● **ACTIVITY**
Please keep the images out and set down the data exactly as given.

----

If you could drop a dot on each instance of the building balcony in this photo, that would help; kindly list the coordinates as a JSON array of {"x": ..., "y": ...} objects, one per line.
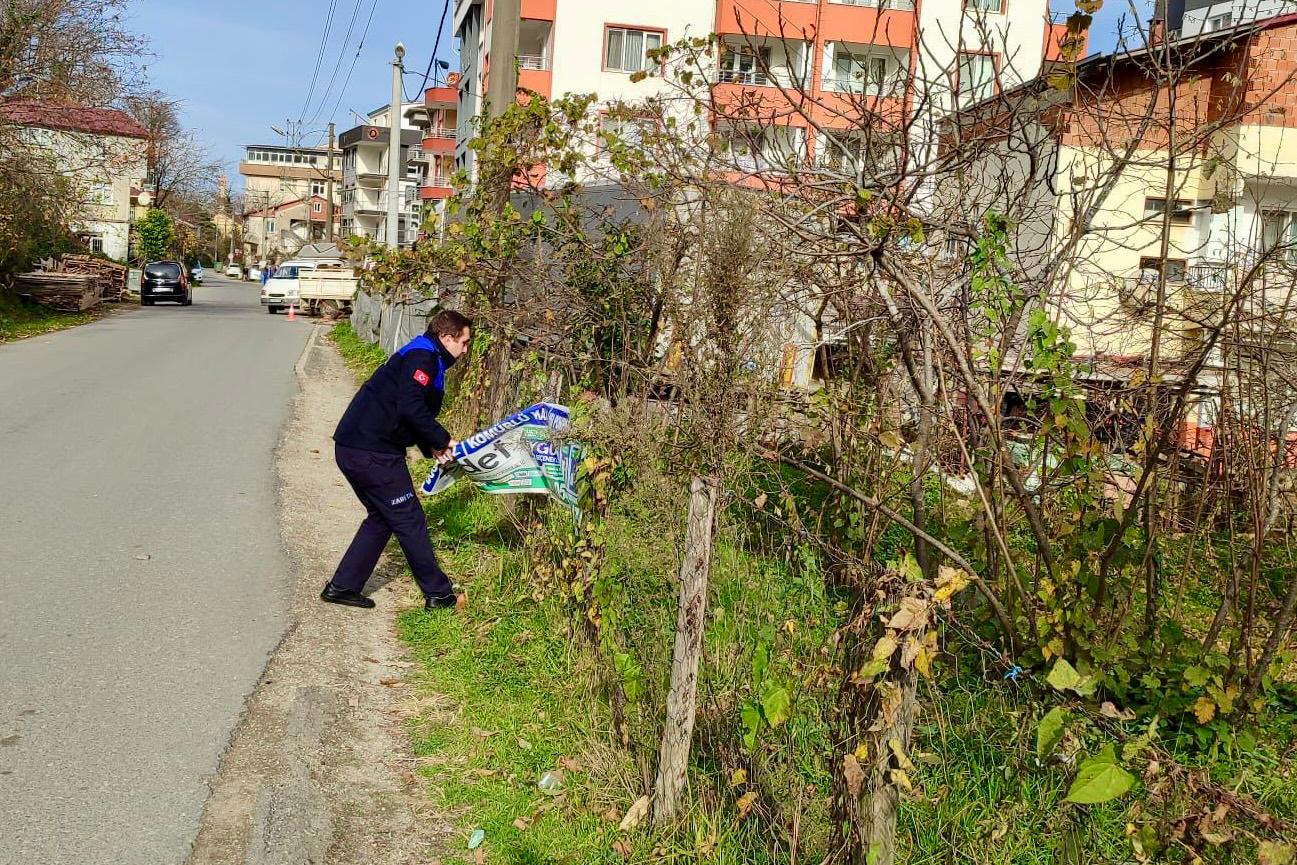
[
  {"x": 441, "y": 97},
  {"x": 436, "y": 188},
  {"x": 437, "y": 140}
]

----

● **EXERCISE ANSWER**
If you could drop a dot on each instance of the building balcony in this photo, that would help; kindly list the coordinates as a JSON array of {"x": ..., "y": ...} objects, one per line.
[
  {"x": 441, "y": 97},
  {"x": 436, "y": 188},
  {"x": 437, "y": 140}
]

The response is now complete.